*** Opening of GIVEN ENTRIES ***

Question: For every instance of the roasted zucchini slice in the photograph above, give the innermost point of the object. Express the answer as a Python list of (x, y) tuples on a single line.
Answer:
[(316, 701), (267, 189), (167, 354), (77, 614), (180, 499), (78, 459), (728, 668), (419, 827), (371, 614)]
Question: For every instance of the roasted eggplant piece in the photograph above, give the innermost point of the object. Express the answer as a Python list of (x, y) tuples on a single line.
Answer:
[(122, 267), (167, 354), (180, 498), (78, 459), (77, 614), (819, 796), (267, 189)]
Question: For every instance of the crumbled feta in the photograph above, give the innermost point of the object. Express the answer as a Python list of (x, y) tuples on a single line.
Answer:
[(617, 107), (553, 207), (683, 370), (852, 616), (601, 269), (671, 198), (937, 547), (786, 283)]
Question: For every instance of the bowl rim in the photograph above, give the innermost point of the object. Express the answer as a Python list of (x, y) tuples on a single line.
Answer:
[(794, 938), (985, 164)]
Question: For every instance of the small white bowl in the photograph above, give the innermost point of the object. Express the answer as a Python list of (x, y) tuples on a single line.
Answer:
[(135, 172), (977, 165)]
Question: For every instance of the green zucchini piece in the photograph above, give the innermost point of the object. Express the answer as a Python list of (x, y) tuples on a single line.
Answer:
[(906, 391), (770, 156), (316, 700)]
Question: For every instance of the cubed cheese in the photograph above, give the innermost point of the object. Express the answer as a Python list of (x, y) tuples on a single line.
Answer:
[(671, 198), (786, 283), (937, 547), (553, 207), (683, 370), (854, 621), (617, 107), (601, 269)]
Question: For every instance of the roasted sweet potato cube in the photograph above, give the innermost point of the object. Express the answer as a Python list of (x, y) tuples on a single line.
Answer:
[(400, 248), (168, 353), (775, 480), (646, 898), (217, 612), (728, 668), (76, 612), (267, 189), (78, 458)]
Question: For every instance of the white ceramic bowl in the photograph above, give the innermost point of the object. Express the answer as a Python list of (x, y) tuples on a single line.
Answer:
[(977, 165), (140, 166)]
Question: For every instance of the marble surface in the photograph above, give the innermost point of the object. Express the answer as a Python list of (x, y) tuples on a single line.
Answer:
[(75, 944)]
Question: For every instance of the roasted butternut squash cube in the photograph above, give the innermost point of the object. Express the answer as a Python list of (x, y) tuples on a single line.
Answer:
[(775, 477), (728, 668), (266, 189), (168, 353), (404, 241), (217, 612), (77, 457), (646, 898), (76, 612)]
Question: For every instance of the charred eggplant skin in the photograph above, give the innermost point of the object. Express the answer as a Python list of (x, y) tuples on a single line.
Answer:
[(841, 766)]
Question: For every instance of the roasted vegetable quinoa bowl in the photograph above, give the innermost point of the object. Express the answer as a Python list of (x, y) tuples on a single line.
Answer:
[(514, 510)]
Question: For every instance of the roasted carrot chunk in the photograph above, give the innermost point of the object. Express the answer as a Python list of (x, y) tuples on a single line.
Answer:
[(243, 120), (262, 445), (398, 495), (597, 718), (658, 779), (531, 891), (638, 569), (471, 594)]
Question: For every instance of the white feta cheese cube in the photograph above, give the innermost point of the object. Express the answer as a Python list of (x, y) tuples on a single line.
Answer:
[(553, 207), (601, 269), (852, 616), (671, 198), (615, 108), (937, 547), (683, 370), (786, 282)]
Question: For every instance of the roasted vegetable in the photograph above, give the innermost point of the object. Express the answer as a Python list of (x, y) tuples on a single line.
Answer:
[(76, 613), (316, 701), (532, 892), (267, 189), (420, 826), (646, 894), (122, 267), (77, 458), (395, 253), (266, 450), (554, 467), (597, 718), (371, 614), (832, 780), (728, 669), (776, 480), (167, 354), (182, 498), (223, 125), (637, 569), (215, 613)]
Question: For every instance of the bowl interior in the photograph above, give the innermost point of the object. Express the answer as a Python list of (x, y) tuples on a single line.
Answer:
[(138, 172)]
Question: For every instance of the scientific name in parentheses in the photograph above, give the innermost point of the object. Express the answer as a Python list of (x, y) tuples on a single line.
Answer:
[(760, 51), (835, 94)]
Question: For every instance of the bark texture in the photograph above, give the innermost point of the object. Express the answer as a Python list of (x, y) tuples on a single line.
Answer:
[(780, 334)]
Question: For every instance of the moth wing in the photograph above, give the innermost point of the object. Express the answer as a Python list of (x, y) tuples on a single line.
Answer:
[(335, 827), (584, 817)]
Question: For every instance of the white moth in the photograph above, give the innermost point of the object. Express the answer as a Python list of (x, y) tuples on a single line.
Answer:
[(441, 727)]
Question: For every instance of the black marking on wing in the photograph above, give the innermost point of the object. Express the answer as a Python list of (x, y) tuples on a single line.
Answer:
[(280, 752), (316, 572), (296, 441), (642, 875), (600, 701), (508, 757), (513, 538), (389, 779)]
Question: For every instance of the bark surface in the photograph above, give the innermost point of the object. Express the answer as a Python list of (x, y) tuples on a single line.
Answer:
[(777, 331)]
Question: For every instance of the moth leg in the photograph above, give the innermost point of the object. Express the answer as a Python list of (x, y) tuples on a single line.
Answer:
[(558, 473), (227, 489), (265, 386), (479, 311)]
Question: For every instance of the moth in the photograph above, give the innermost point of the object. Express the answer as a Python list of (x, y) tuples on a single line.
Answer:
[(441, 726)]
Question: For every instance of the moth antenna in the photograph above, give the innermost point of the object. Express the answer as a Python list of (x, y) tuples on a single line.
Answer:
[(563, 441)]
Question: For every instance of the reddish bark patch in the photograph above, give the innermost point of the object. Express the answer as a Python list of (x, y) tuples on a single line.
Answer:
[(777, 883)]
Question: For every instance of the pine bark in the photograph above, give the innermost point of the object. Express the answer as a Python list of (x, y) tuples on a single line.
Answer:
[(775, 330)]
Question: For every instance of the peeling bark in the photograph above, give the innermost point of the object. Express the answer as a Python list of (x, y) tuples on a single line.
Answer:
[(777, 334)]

*** Close of GIVEN ENTRIES ***

Lines of the material that contain the word "white" are to be gathered.

Question: For every instance of the small white bowl in the photograph above, give the innermost point of the object. Express the answer as a Python list of (x, y) tuples on a single line.
Question: For every instance of the white ceramic bowl in the photograph above, give the innermost point of the object. Express the answer as a Python list of (x, y) tuples on a single line.
Question: For every instance of the white feta cheese cube in the photograph above, give the innermost point of the object. Express the answer as a Python list of (x, y) tuples on a single line.
Question: For every instance of the white moth in the photograph above, give the innermost point of the object. Express the answer as a Python list of (x, y) tuples on a single line.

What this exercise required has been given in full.